» **Extract to read**
::::

Eric: Oh, yeah, you’re right. Think about it, greenhouses were invented for the wintertime. Now we have people trying to use them in the middle of the summer and grow where they usually have maybe 300 days of sunshine or something like that. I mean it’s really against the grain, and when you think about it, it sounds like a hostile environment. Years ago it was, don’t get me wrong. It hasn’t been perfect the whole time. To understand all this stuff has taken a great deal of research and development, and it wasn’t all done by us. It was done by growers with feedback towards us so that we could understand what was happening. The evolution was really coming on strong in the last couple of years. That’s why I’ve taken on some of the public speaking, and been able to do things like this podcast and explain things in better detail than I would have a couple years ago even. This is definitely ongoing research, and we’ve come to a great place to be able to educate people so that they can be successful.
Shango: Does using sunshine in the winter demand supplemental lighting to be installed in the greenhouse to add to the short days?
Eric: Yeah, it does. I mean if you don’t have 12 hours of good sunshine, then supplemental lighting can definitely be a help. You can have plants that just need a little bit of encouragement, so supplemental lighting can be not so much on the production side as many people think. You’ve got to have a lot of lights, high intensity as well, for light deprivation. I have a lot of people that I know in areas of Santa Cruz and in other places in California that use simple little florescent fixtures just to keep the plants in check, because they do get enough sunshine that their plants do very well just off the sunshine alone. So the supplemental lighting varies from place to place. We do have people that are moving into other states that have up to 159 days of good sunshine, so the supplemental lighting will definitely be a higher intensity and closer spacing for these type of places.

::::

Entries from a pointing dataset
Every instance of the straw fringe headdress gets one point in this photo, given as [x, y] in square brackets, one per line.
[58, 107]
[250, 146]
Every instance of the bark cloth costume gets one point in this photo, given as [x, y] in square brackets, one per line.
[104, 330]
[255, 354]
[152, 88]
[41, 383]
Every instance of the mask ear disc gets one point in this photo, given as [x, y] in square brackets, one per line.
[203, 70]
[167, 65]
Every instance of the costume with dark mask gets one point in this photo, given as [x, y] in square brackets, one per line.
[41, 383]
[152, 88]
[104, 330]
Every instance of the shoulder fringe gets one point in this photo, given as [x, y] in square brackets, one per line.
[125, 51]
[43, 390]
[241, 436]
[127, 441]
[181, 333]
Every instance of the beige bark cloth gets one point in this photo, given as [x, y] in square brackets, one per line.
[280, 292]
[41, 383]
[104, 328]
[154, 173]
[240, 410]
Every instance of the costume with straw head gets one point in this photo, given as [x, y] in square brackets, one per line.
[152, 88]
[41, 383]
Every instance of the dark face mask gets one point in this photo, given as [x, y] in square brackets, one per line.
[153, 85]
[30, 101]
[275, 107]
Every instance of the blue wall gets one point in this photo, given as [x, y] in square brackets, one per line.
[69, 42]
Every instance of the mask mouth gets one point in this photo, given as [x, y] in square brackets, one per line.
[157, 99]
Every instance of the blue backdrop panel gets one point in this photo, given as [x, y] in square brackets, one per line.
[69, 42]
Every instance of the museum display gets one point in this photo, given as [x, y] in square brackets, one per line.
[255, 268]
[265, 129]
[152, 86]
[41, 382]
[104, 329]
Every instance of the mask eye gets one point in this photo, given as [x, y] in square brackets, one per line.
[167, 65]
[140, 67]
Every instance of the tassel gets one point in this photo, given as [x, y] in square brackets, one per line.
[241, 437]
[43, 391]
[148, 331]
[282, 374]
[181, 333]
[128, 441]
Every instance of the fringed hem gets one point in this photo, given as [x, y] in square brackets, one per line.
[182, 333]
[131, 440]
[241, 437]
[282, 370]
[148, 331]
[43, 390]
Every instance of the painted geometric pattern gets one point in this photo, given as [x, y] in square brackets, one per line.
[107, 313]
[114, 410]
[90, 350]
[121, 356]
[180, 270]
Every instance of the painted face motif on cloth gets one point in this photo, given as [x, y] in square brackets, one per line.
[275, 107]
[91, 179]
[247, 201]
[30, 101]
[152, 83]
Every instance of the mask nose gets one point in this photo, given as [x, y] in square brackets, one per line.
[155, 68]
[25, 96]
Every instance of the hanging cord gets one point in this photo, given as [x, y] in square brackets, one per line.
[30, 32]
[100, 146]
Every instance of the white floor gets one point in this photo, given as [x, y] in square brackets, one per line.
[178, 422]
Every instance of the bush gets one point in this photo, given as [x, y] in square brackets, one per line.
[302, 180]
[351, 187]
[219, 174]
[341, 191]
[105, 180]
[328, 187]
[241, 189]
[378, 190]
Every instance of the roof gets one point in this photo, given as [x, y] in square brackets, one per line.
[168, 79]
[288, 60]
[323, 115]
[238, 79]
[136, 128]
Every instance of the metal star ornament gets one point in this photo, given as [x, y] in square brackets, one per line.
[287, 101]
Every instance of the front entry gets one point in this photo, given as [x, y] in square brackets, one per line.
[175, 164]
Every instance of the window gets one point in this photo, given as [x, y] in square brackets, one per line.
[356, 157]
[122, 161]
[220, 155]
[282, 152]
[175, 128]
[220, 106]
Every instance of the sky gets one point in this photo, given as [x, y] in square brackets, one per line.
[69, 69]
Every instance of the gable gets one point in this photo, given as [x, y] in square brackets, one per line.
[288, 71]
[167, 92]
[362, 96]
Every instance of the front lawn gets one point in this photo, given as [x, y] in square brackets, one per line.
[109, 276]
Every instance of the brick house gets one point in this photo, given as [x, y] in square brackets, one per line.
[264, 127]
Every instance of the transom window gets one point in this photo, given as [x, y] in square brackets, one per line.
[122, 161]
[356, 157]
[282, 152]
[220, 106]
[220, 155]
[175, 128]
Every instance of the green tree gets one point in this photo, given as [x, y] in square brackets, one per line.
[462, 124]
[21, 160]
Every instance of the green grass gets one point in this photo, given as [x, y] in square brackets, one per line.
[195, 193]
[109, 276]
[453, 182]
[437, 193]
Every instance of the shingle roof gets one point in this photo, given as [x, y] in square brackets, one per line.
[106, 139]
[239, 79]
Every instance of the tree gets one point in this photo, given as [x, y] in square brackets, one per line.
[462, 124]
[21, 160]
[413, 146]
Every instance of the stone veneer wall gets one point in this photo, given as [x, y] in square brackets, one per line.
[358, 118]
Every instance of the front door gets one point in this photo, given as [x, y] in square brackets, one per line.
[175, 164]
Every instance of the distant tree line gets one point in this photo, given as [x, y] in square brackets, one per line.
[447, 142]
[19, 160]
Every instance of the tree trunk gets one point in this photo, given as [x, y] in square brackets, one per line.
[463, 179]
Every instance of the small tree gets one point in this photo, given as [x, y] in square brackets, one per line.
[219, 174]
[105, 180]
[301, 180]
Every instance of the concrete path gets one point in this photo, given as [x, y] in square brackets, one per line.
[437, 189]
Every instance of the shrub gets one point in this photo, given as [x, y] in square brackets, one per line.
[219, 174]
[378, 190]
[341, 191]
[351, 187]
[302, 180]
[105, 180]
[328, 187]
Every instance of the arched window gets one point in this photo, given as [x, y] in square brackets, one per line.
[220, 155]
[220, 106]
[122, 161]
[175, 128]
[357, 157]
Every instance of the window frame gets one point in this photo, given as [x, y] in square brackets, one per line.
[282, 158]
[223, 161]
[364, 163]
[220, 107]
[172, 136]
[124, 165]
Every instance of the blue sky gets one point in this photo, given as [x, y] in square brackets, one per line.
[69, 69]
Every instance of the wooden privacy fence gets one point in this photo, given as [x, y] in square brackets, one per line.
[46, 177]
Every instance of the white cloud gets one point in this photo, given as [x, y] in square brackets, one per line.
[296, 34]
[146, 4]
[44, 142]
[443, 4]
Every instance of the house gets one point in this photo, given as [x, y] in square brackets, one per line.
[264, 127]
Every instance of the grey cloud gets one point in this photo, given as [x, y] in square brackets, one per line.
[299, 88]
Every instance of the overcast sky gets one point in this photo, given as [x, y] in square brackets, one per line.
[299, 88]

::::

» **Exercise details**
Reproduce the greenhouse lighting interview above word for word, from its first line to its last.

» **Complete response**
Eric: Oh, yeah, you’re right. Think about it, greenhouses were invented for the wintertime. Now we have people trying to use them in the middle of the summer and grow where they usually have maybe 300 days of sunshine or something like that. I mean it’s really against the grain, and when you think about it, it sounds like a hostile environment. Years ago it was, don’t get me wrong. It hasn’t been perfect the whole time. To understand all this stuff has taken a great deal of research and development, and it wasn’t all done by us. It was done by growers with feedback towards us so that we could understand what was happening. The evolution was really coming on strong in the last couple of years. That’s why I’ve taken on some of the public speaking, and been able to do things like this podcast and explain things in better detail than I would have a couple years ago even. This is definitely ongoing research, and we’ve come to a great place to be able to educate people so that they can be successful.
Shango: Does using sunshine in the winter demand supplemental lighting to be installed in the greenhouse to add to the short days?
Eric: Yeah, it does. I mean if you don’t have 12 hours of good sunshine, then supplemental lighting can definitely be a help. You can have plants that just need a little bit of encouragement, so supplemental lighting can be not so much on the production side as many people think. You’ve got to have a lot of lights, high intensity as well, for light deprivation. I have a lot of people that I know in areas of Santa Cruz and in other places in California that use simple little florescent fixtures just to keep the plants in check, because they do get enough sunshine that their plants do very well just off the sunshine alone. So the supplemental lighting varies from place to place. We do have people that are moving into other states that have up to 159 days of good sunshine, so the supplemental lighting will definitely be a higher intensity and closer spacing for these type of places.